+++ Texto base +++

Na tentativa de ajudar esses clientes perdidos entre as estantes, a gente fazia várias perguntas. Você conhece bem a pessoa? Ela tem algum gosto específico? Você já a viu com um livro ou a ouviu falar? Ela gosta de ler? Sim, tínhamos que fazer essa pergunta, pois era comum a cliente ver que tinha algum livro em promoção e achava que seria uma boa ideia dar algo do tipo. Apesar de achar que a pessoa que diz não gostar de ler apenas não encontrou algo que goste, é melhor evitar e partir para outra coisa.

Então antes de correr para a livraria, pense em todas essas perguntas que fazíamos aos clientes. Se você acha que a pessoa curte livros já é meio caminho andado. Tem outras coisas que você pode associar à pessoa. Se ela curte jogos já existem várias adaptações literárias de jogos como Mass Effect, Starcraft, Halo e Warcraft. E em geral estes livros expandem arcos que o jogo não mostra, então esse é um ponto positivo que pode te ajudar.

(...) mantenha o cupom fiscal da compra. Pois se der merda, ela ao menos pode ser desfeita.

Se ela é do meio acadêmico, tente os livros de divulgação científica, mas tente sair do óbvio. Um astrônomo já conhece os livros do Carl Sagan. Tente partir para outra ciência. Que tal um livro sobre a história da ciência? Existem várias possibilidades dentro desse tema, inclusive falando sobre tecnologias de ponta que vão certamente agradar alguém.

+++ Material apresentado +++

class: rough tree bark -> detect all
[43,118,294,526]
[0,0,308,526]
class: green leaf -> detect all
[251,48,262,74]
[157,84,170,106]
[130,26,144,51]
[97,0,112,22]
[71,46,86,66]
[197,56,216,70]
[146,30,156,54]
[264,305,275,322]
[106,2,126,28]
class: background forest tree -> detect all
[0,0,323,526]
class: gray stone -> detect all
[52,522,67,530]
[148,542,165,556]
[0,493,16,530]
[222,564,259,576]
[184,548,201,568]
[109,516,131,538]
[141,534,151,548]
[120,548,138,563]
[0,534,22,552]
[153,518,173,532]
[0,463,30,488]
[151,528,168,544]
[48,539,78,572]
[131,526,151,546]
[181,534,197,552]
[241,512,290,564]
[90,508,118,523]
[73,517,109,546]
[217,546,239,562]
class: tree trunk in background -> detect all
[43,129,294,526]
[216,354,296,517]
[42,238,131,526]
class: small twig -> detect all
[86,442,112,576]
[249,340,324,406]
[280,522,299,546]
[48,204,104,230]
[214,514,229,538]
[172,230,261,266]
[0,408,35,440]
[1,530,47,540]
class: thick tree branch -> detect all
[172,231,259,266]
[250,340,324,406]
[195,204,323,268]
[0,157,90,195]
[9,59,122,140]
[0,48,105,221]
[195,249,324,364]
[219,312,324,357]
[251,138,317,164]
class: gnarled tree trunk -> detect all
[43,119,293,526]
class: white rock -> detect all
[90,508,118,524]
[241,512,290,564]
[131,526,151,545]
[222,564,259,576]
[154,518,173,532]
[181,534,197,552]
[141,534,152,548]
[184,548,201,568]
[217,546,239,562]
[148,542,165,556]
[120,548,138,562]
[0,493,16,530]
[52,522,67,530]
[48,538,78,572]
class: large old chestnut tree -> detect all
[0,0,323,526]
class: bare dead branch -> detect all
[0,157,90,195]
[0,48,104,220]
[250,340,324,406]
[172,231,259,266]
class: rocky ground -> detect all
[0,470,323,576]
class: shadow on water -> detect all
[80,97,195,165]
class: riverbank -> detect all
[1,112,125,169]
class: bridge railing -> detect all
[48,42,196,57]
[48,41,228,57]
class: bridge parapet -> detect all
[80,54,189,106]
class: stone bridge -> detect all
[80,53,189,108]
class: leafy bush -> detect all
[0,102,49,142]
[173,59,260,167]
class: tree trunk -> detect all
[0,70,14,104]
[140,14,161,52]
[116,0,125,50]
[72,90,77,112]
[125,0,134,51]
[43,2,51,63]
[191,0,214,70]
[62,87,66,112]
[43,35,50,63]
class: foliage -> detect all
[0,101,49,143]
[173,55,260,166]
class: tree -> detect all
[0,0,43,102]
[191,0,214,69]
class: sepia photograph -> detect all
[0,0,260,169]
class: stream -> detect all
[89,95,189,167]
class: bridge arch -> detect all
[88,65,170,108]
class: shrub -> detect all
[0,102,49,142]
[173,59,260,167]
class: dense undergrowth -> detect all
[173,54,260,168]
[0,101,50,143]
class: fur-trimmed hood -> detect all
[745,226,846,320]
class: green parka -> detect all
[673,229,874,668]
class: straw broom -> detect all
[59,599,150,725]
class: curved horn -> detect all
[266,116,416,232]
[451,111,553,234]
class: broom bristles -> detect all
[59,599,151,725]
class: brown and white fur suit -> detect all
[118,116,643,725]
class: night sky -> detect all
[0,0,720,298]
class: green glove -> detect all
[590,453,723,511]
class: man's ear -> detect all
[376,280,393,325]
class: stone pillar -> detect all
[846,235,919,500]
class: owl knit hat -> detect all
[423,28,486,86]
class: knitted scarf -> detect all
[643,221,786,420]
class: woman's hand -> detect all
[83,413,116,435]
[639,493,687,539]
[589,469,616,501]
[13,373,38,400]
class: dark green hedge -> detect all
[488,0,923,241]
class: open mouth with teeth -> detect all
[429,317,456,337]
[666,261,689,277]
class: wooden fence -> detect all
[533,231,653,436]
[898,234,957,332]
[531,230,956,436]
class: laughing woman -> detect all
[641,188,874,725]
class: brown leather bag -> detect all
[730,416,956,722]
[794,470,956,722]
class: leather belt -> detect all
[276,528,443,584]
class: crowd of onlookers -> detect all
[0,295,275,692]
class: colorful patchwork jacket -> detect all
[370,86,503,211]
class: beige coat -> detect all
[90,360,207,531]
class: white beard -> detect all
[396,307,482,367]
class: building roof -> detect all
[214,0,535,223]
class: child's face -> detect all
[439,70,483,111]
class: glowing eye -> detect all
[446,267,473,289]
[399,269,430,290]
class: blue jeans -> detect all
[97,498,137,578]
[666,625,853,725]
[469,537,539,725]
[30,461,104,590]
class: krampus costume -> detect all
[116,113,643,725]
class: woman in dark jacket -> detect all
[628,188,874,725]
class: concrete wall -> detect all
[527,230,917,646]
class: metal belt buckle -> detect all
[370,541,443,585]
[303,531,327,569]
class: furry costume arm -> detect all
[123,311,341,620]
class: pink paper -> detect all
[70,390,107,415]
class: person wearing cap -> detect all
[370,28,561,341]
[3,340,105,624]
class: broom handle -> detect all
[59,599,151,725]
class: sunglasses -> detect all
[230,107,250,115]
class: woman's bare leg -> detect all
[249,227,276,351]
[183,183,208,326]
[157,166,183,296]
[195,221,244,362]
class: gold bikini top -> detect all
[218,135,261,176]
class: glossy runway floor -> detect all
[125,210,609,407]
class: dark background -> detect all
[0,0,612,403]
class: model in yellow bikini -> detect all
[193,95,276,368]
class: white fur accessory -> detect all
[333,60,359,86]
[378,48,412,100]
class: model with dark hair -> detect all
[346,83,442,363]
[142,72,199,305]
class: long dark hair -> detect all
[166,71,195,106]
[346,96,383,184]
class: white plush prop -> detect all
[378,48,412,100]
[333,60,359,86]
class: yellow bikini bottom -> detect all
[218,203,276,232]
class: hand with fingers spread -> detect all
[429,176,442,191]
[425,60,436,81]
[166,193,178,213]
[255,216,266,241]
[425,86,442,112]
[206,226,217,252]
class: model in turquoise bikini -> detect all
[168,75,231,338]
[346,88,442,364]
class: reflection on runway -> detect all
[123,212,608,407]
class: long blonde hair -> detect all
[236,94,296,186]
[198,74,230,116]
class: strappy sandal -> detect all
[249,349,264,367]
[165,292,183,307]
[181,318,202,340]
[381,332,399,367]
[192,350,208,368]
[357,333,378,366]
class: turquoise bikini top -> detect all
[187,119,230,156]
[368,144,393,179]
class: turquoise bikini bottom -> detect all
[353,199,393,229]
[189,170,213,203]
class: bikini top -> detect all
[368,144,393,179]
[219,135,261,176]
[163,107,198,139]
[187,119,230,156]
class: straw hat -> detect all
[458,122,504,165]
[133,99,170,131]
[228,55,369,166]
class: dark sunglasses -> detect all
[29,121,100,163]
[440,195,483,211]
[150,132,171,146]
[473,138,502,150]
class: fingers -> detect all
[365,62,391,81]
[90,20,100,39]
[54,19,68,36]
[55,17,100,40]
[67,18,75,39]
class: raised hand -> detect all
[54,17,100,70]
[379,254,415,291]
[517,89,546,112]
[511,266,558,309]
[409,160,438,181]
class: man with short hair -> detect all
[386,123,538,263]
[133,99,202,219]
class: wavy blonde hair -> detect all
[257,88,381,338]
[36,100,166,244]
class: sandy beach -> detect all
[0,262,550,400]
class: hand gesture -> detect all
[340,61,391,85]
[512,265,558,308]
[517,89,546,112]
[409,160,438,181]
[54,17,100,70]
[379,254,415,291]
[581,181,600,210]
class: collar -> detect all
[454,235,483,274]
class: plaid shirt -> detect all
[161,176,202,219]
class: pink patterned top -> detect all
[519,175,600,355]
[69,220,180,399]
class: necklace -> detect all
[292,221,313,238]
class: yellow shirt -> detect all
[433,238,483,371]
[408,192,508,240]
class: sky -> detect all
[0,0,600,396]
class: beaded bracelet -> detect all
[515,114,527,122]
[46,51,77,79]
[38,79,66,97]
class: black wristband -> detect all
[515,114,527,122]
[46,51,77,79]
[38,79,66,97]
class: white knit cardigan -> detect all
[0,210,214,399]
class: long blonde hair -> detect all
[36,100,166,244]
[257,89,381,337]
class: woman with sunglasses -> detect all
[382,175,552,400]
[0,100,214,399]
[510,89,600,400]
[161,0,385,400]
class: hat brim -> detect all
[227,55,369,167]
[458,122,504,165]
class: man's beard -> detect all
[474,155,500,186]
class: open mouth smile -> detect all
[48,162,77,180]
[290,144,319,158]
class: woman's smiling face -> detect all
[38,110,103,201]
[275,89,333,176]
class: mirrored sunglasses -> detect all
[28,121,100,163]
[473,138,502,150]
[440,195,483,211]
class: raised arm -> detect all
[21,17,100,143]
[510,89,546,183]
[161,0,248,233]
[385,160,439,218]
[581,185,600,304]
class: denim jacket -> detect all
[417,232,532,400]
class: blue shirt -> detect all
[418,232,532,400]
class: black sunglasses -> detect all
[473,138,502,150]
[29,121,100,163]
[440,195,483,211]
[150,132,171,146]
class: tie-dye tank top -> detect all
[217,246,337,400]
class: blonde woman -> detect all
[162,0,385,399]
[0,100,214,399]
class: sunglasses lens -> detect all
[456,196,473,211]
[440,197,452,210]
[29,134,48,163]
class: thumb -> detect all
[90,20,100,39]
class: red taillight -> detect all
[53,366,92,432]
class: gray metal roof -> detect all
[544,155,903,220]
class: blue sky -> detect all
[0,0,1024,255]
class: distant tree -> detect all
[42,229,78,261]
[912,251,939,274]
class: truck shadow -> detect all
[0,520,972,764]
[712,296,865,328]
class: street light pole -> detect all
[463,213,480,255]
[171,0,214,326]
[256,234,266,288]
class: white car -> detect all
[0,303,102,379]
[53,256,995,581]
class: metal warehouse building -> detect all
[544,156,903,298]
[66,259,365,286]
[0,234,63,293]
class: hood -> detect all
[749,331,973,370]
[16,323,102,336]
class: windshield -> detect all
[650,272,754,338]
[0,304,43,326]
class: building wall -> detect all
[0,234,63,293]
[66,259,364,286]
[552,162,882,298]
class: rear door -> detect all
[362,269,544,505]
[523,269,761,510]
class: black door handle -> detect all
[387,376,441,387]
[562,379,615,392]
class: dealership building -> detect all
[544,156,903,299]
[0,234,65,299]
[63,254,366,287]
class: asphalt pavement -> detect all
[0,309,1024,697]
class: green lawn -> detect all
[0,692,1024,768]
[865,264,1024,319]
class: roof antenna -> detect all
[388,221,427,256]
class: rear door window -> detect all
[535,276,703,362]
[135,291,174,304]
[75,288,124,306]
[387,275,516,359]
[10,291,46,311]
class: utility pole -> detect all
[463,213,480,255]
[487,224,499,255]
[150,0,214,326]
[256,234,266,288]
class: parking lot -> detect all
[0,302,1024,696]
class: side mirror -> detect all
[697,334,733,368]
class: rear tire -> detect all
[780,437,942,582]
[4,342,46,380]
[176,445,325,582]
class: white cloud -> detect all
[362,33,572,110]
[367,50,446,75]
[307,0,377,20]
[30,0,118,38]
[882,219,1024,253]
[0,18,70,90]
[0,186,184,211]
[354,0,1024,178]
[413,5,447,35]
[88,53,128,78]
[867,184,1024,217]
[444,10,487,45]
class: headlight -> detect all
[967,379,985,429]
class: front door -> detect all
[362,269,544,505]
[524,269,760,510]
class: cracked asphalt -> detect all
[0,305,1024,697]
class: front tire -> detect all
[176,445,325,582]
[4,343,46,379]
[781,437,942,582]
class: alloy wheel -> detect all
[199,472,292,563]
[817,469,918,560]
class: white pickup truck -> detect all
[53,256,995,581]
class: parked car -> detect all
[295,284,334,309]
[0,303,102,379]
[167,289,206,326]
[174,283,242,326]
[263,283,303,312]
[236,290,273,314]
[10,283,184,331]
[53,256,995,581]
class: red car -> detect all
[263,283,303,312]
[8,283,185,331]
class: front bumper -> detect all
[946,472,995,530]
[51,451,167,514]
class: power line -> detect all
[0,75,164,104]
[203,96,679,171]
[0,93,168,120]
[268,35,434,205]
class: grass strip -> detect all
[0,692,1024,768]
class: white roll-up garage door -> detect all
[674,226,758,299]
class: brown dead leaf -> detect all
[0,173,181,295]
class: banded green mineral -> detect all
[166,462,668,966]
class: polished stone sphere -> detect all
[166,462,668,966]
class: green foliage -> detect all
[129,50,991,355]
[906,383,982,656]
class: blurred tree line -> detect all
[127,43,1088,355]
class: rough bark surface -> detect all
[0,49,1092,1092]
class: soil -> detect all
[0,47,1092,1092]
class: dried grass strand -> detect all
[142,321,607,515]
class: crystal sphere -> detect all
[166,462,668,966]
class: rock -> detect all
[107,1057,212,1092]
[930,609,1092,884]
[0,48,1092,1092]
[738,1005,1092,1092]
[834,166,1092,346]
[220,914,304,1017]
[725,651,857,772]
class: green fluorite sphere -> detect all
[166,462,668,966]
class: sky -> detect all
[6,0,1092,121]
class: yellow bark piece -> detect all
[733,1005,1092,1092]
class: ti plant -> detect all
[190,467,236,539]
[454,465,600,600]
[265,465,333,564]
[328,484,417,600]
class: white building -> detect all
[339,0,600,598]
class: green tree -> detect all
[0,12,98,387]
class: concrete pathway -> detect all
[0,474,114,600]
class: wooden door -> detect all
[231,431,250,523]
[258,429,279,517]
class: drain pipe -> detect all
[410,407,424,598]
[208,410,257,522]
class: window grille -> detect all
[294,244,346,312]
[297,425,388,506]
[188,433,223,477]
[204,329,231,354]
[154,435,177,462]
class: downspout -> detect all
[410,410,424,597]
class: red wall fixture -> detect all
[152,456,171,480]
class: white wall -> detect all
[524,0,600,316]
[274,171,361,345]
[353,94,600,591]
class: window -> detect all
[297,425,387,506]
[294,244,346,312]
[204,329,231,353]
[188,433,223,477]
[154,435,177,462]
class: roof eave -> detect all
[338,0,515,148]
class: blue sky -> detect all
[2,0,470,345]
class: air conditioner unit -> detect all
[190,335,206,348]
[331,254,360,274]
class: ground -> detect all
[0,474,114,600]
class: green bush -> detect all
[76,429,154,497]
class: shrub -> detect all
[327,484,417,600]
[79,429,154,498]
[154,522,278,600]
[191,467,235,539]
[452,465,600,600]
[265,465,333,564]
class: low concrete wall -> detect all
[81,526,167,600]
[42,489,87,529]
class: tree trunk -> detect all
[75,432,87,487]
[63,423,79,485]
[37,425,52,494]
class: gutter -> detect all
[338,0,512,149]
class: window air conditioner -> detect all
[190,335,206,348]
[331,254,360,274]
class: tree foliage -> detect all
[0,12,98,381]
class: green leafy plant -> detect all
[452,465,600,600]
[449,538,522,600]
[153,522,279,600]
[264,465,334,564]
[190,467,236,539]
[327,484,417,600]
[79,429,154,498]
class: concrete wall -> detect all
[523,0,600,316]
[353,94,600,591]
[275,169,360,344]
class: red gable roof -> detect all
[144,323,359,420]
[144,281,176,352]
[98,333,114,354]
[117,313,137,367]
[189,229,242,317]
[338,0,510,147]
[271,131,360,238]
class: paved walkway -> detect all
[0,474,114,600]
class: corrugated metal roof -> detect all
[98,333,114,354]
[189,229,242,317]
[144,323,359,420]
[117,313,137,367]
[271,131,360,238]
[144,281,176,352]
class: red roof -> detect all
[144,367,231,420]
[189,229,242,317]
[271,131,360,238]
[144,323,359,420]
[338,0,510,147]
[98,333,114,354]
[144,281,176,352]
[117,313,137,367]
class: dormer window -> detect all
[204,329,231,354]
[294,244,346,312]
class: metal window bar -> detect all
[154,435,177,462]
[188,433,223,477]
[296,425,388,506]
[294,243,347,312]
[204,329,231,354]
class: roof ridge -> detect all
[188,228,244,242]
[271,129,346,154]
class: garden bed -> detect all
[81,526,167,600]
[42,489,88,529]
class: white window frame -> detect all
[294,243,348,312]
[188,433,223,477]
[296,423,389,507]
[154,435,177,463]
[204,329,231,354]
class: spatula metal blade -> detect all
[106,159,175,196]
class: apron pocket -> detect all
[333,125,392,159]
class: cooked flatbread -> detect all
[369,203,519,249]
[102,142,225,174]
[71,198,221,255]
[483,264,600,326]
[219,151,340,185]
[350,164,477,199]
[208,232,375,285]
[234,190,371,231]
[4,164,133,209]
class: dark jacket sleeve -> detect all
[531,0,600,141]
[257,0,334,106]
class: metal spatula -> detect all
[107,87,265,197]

+++

### O que se pede
Reescreva como lista o parágrafo do texto sobre presentear com livros que começa com "Então antes de correr para a livraria", mantendo suas informações principais. Use apenas o texto como fonte.

### Espaço para resposta
- Antes de ir à livraria, pense nas perguntas que eram feitas aos clientes.
- Se a pessoa gosta de livros, já é meio caminho andado.
- Há outras coisas que se podem associar à pessoa.
- Para quem gosta de jogos, existem adaptações literárias de Mass Effect, Starcraft, Halo e Warcraft.
- Esses livros costumam expandir arcos que o jogo não mostra, o que é um ponto positivo.